Tarefas a realizar:
(1) Com base no texto sobre a hiponatremia, explique, por favor, em uma a três frases, por que a ingestão excessiva de água faz baixar os níveis de sódio no sangue.
(2) Prolongue o texto sobre a hiponatremia a partir do ponto em que termina.

Texto do documento:
Ciência e Saúde
Hiponatremia: a ameaça invisível das ondas de calor

A hiponatremia, muitas vezes confundida com simples desidratação, está a tornar-se uma ameaça silenciosa em tempos de calor extremo. O excesso de água sem reposição de sais pode ser fatal, alertam os especialistas, sublinhando a necessidade de maior literacia em saúde.
O que é a hiponatremia?
As temperaturas continuam a bater recordes em todo o planeta e, com elas, surge um inimigo silencioso: a hiponatremia. Menos conhecida do que os golpes de calor, esta condição ocorre quando os níveis de sódio no sangue caem drasticamente. O sódio é um eletrólito essencial que contribui para a regulação da pressão arterial normal, função nervosa e muscular, e regulação do equilíbrio de fluídos dentro e ao redor das células. Quando a concentração deste eletrólito no sangue desce abaixo dos 125 mM, sintomas como náuseas, confusão, convulsões e até coma podem-se desenvolver. Para além do calor excessivo, uma das causas principais que leva a este ponto é a ingestão excessiva de água sem reposição de eletrólitos.
“Quando nos hidratamos em demasia, os rins não conseguem filtrar toda a água para fora do organismo, o que leva a uma diluição dos eletrólitos, e, consequentemente, os níveis de sódio ficam muito baixos. Daí a importância da reposição de eletrólitos quando nos hidratamos”, explica Jamie Johson, nutricionista dietista e membro do conselho de especialistas médicos da Verywellhealth, um portal de saúde online operado por profissionais de saúde .

Excertos de dados:

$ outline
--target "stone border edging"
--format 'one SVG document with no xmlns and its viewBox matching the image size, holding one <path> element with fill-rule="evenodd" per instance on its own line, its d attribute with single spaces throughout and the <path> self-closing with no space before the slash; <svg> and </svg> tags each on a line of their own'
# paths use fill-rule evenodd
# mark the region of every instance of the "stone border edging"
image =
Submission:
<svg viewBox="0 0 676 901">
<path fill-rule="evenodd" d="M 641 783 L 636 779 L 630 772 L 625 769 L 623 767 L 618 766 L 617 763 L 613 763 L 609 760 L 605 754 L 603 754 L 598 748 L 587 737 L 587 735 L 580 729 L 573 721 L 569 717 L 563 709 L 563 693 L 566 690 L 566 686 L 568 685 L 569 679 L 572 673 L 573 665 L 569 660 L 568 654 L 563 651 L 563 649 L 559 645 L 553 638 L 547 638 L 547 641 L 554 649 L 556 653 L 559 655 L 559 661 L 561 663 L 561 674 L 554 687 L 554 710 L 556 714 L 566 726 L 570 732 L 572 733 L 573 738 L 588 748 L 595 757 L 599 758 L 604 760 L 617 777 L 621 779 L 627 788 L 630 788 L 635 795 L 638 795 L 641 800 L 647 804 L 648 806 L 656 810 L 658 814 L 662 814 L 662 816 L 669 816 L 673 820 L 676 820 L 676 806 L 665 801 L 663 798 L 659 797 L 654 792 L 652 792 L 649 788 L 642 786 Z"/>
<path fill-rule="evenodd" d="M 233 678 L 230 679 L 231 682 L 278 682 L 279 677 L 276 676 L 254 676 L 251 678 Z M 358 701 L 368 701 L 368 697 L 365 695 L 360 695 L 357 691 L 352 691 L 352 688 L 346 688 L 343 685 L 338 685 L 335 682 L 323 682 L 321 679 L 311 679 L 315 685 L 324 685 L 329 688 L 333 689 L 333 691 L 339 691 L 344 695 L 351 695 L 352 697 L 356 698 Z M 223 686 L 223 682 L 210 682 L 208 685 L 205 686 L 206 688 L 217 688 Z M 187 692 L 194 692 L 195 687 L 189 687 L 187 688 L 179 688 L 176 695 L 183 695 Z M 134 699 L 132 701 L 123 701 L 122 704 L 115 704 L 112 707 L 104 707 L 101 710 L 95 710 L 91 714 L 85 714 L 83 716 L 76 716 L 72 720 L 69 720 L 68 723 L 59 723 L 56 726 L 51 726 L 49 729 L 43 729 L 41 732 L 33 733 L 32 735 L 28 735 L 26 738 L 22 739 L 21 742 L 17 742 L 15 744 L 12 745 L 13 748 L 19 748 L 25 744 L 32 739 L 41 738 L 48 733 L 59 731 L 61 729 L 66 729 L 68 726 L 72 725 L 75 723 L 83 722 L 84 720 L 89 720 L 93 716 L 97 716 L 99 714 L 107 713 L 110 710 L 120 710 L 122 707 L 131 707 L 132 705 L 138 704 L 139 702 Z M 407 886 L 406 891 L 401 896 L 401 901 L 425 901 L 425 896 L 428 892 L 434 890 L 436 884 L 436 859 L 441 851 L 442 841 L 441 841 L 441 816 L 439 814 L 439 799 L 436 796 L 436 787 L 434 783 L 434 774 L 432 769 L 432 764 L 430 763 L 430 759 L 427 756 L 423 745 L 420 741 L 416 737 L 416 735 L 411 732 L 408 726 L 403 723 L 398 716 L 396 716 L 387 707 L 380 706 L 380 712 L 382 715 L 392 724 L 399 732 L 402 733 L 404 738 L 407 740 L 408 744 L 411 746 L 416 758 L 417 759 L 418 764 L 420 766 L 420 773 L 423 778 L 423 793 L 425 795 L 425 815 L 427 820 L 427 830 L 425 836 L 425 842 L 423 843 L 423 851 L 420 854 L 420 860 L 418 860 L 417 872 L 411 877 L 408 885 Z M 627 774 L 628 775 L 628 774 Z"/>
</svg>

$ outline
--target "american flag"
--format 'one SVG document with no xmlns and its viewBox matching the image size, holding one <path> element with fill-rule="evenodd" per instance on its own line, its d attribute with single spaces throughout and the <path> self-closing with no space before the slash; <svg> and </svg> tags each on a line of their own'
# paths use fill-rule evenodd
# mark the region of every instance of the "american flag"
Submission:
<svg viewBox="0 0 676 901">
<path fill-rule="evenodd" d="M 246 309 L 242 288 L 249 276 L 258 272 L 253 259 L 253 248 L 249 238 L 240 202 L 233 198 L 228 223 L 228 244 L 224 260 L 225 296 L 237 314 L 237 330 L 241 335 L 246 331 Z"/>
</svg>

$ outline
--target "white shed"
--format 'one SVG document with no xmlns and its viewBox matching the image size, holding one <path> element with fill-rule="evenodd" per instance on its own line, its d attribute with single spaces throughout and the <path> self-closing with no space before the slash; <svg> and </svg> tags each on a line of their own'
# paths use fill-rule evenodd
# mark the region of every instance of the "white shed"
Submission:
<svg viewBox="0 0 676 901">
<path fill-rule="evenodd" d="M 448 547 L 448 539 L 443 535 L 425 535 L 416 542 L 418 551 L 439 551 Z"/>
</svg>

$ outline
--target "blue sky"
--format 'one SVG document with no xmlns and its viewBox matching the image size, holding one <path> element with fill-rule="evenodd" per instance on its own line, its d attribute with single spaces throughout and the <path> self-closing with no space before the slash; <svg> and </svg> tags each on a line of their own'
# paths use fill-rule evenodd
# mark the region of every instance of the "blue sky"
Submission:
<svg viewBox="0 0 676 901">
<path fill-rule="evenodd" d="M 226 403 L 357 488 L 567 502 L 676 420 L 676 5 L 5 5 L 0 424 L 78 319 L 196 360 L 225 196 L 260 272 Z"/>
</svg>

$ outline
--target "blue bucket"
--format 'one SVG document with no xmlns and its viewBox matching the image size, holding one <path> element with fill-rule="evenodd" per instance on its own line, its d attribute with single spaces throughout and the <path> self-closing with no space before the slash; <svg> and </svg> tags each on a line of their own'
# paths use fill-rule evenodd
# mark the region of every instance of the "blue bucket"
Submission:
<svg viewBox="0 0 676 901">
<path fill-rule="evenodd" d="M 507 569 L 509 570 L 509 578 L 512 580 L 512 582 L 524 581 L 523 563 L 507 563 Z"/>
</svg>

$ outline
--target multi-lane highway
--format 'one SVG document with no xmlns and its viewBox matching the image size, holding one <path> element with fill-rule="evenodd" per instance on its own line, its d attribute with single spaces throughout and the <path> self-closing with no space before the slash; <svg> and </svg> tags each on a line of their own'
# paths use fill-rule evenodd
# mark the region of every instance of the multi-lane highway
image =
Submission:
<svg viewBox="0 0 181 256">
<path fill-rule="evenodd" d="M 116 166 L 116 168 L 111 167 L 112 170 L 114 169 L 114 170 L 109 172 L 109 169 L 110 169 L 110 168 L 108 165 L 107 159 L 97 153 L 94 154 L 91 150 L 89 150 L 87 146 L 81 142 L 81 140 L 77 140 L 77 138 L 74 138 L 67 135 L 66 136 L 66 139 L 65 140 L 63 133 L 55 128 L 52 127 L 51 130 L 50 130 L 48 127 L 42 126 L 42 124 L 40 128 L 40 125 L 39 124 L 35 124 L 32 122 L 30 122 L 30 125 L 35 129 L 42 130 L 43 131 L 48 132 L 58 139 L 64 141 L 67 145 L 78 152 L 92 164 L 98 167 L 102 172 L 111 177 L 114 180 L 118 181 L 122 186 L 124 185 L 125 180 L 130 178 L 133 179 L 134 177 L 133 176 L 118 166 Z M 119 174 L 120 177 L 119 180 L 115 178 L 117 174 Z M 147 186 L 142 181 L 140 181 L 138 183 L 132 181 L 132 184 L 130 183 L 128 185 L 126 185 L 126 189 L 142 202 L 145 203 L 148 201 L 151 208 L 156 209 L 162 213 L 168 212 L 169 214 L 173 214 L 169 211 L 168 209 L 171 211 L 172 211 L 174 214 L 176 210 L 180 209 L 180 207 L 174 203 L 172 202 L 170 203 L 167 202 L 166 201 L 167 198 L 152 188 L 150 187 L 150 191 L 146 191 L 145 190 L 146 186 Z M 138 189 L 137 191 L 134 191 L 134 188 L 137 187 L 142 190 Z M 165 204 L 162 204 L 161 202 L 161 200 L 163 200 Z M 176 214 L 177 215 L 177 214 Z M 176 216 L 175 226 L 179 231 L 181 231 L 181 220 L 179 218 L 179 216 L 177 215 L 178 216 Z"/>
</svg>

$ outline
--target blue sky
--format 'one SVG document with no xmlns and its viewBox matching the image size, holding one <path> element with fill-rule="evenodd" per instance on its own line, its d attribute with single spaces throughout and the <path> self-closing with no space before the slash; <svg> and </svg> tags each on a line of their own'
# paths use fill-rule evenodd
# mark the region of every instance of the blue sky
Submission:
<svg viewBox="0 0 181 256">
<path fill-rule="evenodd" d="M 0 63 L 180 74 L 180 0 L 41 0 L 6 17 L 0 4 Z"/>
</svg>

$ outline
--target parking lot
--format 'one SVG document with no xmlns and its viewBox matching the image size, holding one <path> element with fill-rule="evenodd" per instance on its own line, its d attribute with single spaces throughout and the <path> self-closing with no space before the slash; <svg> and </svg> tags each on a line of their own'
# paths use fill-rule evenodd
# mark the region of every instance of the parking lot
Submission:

Respostas do exercício:
(1) Quando nos hidratamos em demasia, os rins não conseguem filtrar toda a água para fora do organismo. Isso dilui os eletrólitos e, consequentemente, os níveis de sódio ficam muito baixos.

(2)
Um problema crescente
O clima da Terra está a aquecer, com a temperatura média global a aumentar em 1,24°C entre os anos de 2015 e 2024. Apesar de os humanos serem capazes de sobreviver e adaptar-se a mudanças relativamente pequenas nas temperaturas ambientais, à medida que a temperatura global média aumenta, a frequência, a gravidade e a duração relativa das ondas de calor aumentam. As ondas de calor podem ser funcionalmente definidas como um número prolongado de dias com temperaturas mais altas do que o normal. A exposição prolongada a ambientes com altas temperaturas induz um stresse substancial no sistema cardiovascular humano e, embora os seres humanos sejam capazes de suportar temperaturas extremamente altas por curtos períodos, a tensão cardiovascular induzida pela exposição prolongada ao calor contribui negativamente para a saúde. Durante uma onda de calor, a maior parte do excesso de morbidade e mortalidade não está diretamente relacionada ao calor, mas é de origem cardiovascular, provocada pelo aumento do desafio cardiovascular associado às respostas termorreguladoras ao stresse térmico.
Quem está em maior risco?
Em março deste ano, o Jornal da Sociedade Americana de Nefrologia desenvolveu um estudo na região de Estocolmo. Foi investigada a associação entre a temperatura ambiente e a hiponatremia. Os resultados evidenciaram que existe uma correlação direta entre altas temperaturas e aumento de casos graves de hiponatremia, especialmente em idosos. Mesmo na ausência de doença cardiovascular evidente, estes são a população mais vulnerável durante a exposição prolongada ao calor ambiental, com a faixa etária acima dos 65 anos a representar a maioria das visitas extra às urgências e mortes, durantes as ondas de calor. Tendo em conta que a população global de indivíduos idosos continua a crescer exponencialmente, isto significa que um subconjunto cada vez maior da população estará mais suscetível a doenças, e até mesmo à morte, face às contínuas alterações climáticas.
Qual é a prevenção para a hiponatremia?
A prevenção desta condição passa por uma hidratação equilibrada e consciente. Os especialistas recomendam beber água de acordo com a sensação de sede e, em situações de esforço físico intenso ou exposição prolongada ao calor, optar por soluções de reidratação oral ou bebidas isotónicas que contenham sais minerais. Idosos, atletas e trabalhadores ao ar livre devem evitar o consumo excessivo de água sem reposição de eletrólitos, já que este é um dos principais grupos de risco.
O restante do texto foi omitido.